§ Text
[Start of section]

Hot Off the Press: Breaking the Circuit

Think of a simple circuit diagram. Straight lines represent wire connections, which are riddled with symbols for resistors, inductors, capacitors, and other devices meant to alter the flow of electricity. A graphical representation of the brain, complete with wired neurons and regulatory mechanisms, would parallel the engineer’s circuit diagram in many ways. This begs the question: is there a way to control the circuitry of the brain, one line or symbol at a time, to decode how the brain controls behavior?

Dr. Harold Burgess of the NICHD is actively answering this question. Dr. Burgess and his team use a process they dub “circuit breaking” to study neural control of behavior in the larval zebrafish. Circuit breaking, as the name implies, involves manipulating the neural circuit in only one or a few places followed by screening for changes in behavior. “Circuit breaking is really getting at the root of what we want to do to understand how very specific parts of the brain control behavior,” said Dr. Sadie Bergeron, postdoctoral fellow in the Burgess lab.

[End of section]

§ Records supplied
[Start of section]

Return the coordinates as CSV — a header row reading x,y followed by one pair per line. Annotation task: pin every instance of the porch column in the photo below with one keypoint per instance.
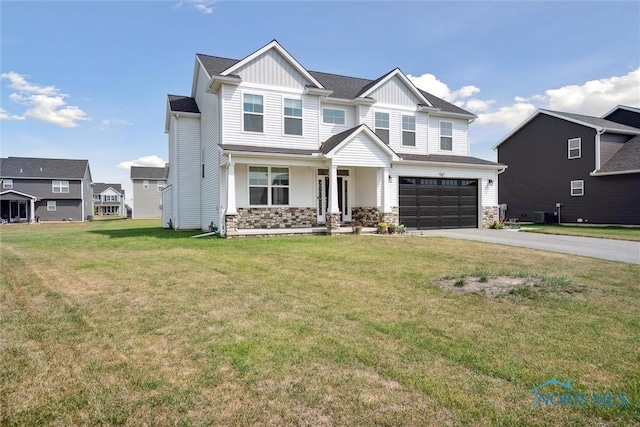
x,y
231,189
385,191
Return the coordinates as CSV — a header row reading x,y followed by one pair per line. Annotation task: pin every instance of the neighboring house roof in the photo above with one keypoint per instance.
x,y
626,159
183,104
34,168
147,172
100,187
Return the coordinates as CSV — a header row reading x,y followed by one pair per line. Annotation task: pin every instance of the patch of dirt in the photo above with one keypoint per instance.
x,y
489,286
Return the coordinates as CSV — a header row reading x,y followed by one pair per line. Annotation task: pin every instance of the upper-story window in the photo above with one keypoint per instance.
x,y
574,148
382,126
409,130
292,116
60,186
334,116
253,107
446,136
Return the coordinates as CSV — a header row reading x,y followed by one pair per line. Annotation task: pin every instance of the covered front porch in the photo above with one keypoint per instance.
x,y
17,207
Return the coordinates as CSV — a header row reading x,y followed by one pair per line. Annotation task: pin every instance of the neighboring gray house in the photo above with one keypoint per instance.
x,y
108,199
588,165
148,183
35,189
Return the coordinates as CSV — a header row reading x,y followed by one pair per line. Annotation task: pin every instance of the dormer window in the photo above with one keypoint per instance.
x,y
575,148
253,107
382,126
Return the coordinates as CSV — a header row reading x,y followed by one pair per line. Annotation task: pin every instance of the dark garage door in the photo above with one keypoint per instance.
x,y
438,203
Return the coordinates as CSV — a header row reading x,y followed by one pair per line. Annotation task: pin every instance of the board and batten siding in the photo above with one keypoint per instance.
x,y
208,104
272,69
273,132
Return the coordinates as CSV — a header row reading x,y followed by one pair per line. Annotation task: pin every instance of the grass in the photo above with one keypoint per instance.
x,y
123,323
607,232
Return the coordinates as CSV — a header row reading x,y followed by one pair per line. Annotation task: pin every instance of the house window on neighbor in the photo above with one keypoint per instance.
x,y
574,148
446,136
253,108
292,116
333,116
577,188
409,130
60,186
382,126
268,186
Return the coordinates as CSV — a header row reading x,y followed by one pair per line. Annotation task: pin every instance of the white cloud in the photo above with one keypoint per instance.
x,y
152,161
45,103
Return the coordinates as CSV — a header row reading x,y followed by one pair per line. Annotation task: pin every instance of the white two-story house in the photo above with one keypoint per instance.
x,y
263,143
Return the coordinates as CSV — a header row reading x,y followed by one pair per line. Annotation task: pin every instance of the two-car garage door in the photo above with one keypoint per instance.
x,y
438,203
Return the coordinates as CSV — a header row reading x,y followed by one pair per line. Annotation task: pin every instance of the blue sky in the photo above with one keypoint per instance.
x,y
89,79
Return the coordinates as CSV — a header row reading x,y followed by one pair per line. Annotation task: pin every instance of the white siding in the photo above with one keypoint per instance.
x,y
395,92
273,135
361,151
460,136
272,69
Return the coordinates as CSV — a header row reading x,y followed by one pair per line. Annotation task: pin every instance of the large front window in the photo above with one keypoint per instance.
x,y
268,186
253,107
60,186
382,126
292,116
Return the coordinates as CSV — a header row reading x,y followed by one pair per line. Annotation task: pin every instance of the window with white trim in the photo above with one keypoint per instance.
x,y
382,126
292,116
253,111
60,186
334,116
409,130
574,146
446,136
268,186
577,188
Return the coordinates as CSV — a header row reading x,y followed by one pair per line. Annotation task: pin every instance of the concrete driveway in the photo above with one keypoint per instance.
x,y
614,250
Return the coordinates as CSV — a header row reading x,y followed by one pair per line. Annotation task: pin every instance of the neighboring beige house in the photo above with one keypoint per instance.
x,y
148,183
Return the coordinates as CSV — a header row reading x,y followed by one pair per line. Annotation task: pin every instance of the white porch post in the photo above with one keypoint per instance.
x,y
231,189
385,191
333,190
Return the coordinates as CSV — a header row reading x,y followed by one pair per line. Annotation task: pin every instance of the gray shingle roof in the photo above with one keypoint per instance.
x,y
627,158
31,167
343,87
147,172
184,104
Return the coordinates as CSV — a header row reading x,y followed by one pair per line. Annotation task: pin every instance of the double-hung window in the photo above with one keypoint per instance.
x,y
60,186
382,126
333,116
292,116
446,136
577,188
253,107
268,186
409,130
574,148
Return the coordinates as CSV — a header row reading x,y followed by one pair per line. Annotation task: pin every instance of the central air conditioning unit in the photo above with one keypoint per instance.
x,y
542,217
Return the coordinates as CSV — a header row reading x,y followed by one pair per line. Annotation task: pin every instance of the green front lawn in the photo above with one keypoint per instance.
x,y
123,323
606,232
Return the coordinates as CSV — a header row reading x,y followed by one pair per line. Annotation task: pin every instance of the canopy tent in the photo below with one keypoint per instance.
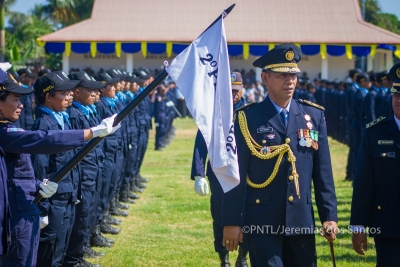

[End of section]

§ Work instructions
Please copy out the circuit-breaking text above, word for word and in full.

§ Result of this task
Hot Off the Press: Breaking the Circuit

Think of a simple circuit diagram. Straight lines represent wire connections, which are riddled with symbols for resistors, inductors, capacitors, and other devices meant to alter the flow of electricity. A graphical representation of the brain, complete with wired neurons and regulatory mechanisms, would parallel the engineer’s circuit diagram in many ways. This begs the question: is there a way to control the circuitry of the brain, one line or symbol at a time, to decode how the brain controls behavior?

Dr. Harold Burgess of the NICHD is actively answering this question. Dr. Burgess and his team use a process they dub “circuit breaking” to study neural control of behavior in the larval zebrafish. Circuit breaking, as the name implies, involves manipulating the neural circuit in only one or a few places followed by screening for changes in behavior. “Circuit breaking is really getting at the root of what we want to do to understand how very specific parts of the brain control behavior,” said Dr. Sadie Bergeron, postdoctoral fellow in the Burgess lab.